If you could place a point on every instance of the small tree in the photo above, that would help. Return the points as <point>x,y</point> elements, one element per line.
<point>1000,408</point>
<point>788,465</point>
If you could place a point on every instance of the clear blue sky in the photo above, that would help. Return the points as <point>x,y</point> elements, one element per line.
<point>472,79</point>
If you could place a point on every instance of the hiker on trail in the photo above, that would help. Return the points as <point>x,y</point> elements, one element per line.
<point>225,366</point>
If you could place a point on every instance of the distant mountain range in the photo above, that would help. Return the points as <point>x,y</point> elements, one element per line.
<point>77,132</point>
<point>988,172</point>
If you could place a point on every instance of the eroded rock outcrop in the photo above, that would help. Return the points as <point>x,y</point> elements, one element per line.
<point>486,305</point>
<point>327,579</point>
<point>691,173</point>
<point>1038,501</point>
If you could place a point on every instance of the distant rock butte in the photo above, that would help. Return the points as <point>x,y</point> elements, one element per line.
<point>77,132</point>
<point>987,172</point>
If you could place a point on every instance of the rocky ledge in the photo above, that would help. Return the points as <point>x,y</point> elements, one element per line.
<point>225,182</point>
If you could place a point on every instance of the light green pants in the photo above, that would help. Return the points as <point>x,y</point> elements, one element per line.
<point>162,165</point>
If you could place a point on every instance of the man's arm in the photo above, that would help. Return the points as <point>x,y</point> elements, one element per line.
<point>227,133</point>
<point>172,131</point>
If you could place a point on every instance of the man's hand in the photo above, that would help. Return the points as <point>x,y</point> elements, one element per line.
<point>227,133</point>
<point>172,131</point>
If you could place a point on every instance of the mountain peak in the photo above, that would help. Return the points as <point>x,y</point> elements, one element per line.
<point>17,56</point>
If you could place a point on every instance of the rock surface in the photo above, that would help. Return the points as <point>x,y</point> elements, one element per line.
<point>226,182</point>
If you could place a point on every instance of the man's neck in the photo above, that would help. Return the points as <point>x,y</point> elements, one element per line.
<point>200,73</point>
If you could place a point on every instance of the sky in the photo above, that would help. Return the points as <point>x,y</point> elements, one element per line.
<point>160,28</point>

**WHAT IS NEEDED**: Give the complete listing a second time, exactly as it reads.

**TASK RESPONSE**:
If you could place a point on every instance of the small tree in the photo above, that would help. Return the points as <point>x,y</point> elements, one element per line.
<point>1000,408</point>
<point>788,465</point>
If you could place a point on every instance of the clear blue sky in the photo above, that would help. Return the points as <point>x,y</point> elements, one element per line.
<point>472,79</point>
If you could place a point on every instance of the hiker on trail in the photo above, that would help. Return the points as <point>x,y</point> elements, one element per line.
<point>225,366</point>
If you could place a point on every instance of the distant mountain range in the photo above, that would help. Return the points as <point>x,y</point> elements, one element per line.
<point>77,132</point>
<point>988,172</point>
If you could place a point on every instance of the eroded rock outcrop in the photo above, that would help. Return the points as <point>x,y</point> elements, one element per line.
<point>486,305</point>
<point>327,579</point>
<point>691,173</point>
<point>1038,501</point>
If you could place a point on every instance of the distant rock butte in the photo above, that would help. Return the points as <point>x,y</point> elements, one element per line.
<point>77,132</point>
<point>987,172</point>
If you could place a point on every instance of the rocky ledge in the photo above, that would help. Return the points as <point>x,y</point> elements, one element per line.
<point>225,182</point>
If you could place a point on every instance of the light green pants in the photo above, that would help. Return the points as <point>x,y</point> elements, one element per line.
<point>162,165</point>
If you could place a point on every instance of the man's arm in the photo above, that would help. Return the points as <point>x,y</point> elements, one element per line.
<point>227,133</point>
<point>172,131</point>
If you could place a point on every instance of the man's hand in the photo above, that would help. Return the points as <point>x,y</point> elements, one element per line.
<point>227,133</point>
<point>172,131</point>
If you could place a point on every instance of the mountain peak in the photo above, that would help. Return the points as <point>x,y</point> elements, one element per line.
<point>17,56</point>
If you could place a point on every instance of the rock surface in the photo above, that would help. Return the points as <point>x,y</point> elements, one element per line.
<point>226,182</point>
If you could place a point on every instance of the man's neck in the photo above, that would help. Return the points as <point>x,y</point> elements, one element per line.
<point>200,73</point>
If you could place a point on every instance of the sky in the photo above, that would help. Return the points as <point>x,y</point> elements, one element per line.
<point>160,28</point>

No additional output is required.